• Records excerpted from a collection:

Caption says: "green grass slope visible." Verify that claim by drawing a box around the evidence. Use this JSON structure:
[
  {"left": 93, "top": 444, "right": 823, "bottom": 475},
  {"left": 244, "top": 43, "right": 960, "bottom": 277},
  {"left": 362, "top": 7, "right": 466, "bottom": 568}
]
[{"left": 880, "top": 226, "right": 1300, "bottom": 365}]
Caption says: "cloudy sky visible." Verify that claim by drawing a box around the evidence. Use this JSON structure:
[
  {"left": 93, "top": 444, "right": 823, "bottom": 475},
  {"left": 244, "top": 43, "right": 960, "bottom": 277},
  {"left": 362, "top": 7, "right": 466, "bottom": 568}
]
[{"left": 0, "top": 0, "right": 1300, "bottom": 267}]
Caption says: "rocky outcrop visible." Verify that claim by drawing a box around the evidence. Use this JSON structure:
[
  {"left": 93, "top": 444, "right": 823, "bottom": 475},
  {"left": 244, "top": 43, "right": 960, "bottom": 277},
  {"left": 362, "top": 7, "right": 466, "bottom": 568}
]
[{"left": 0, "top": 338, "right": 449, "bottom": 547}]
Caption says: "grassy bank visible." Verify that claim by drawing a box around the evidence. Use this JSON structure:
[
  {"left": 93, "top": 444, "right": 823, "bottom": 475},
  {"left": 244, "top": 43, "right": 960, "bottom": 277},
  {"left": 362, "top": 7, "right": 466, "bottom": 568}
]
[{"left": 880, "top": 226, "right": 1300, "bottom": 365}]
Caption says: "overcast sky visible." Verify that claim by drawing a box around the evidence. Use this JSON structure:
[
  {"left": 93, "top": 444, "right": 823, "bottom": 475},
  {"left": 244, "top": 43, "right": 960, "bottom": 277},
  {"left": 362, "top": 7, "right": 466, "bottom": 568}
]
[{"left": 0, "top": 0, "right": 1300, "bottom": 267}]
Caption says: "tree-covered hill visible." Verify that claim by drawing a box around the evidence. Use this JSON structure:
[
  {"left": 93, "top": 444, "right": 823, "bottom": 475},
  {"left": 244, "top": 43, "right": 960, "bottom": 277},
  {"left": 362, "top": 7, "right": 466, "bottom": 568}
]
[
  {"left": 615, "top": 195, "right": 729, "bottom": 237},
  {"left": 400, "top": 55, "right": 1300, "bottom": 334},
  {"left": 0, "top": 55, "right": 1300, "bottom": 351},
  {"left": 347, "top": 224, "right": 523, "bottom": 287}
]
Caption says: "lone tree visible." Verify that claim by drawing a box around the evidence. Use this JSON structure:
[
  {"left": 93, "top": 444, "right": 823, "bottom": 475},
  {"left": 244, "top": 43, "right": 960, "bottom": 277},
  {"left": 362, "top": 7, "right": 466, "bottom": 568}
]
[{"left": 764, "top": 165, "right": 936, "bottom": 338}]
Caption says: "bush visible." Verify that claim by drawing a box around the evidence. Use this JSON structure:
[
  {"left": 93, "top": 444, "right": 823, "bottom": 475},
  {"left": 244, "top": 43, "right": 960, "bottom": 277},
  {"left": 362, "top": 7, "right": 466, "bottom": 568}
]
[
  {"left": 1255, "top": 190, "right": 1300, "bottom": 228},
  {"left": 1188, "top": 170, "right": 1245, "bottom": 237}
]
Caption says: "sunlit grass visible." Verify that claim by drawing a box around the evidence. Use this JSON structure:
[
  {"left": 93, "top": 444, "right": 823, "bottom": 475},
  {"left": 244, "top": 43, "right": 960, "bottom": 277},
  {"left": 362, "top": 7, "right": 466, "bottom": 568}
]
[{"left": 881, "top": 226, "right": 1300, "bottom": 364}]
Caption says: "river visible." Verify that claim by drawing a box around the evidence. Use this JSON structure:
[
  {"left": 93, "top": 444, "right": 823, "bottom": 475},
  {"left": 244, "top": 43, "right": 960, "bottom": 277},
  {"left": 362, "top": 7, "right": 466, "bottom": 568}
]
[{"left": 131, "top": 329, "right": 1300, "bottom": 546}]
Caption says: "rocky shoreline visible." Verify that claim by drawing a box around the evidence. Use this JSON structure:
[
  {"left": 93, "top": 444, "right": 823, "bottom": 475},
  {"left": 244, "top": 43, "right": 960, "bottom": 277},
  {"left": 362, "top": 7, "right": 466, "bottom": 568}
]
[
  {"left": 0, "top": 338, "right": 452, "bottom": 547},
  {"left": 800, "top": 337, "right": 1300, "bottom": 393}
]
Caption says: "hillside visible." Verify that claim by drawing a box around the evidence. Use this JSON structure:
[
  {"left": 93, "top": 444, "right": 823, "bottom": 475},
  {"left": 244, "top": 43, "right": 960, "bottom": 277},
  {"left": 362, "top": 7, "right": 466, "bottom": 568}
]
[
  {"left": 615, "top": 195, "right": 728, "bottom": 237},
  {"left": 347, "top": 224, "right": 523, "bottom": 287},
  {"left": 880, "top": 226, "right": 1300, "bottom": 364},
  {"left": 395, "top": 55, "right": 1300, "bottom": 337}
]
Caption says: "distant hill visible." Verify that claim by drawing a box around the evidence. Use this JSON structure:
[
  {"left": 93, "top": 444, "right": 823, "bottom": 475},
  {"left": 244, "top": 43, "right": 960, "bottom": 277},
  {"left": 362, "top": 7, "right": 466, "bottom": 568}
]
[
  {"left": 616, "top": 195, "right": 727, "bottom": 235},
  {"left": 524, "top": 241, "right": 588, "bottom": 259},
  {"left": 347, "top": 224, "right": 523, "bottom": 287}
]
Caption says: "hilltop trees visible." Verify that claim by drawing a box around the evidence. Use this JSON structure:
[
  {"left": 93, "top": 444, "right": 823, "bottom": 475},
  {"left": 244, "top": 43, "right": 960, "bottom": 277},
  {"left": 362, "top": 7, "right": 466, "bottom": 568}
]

• Your task:
Select every line above that contains the word "rocky", and copy each one out; case counts.

• Solved problem:
Caption says: "rocky outcrop visible." Verify that claim by drawing a box around the evidence. Use this JSON structure:
Caption says: "rocky shoreline visible." Verify that claim by drawing a box around the evidence. Use this JSON structure:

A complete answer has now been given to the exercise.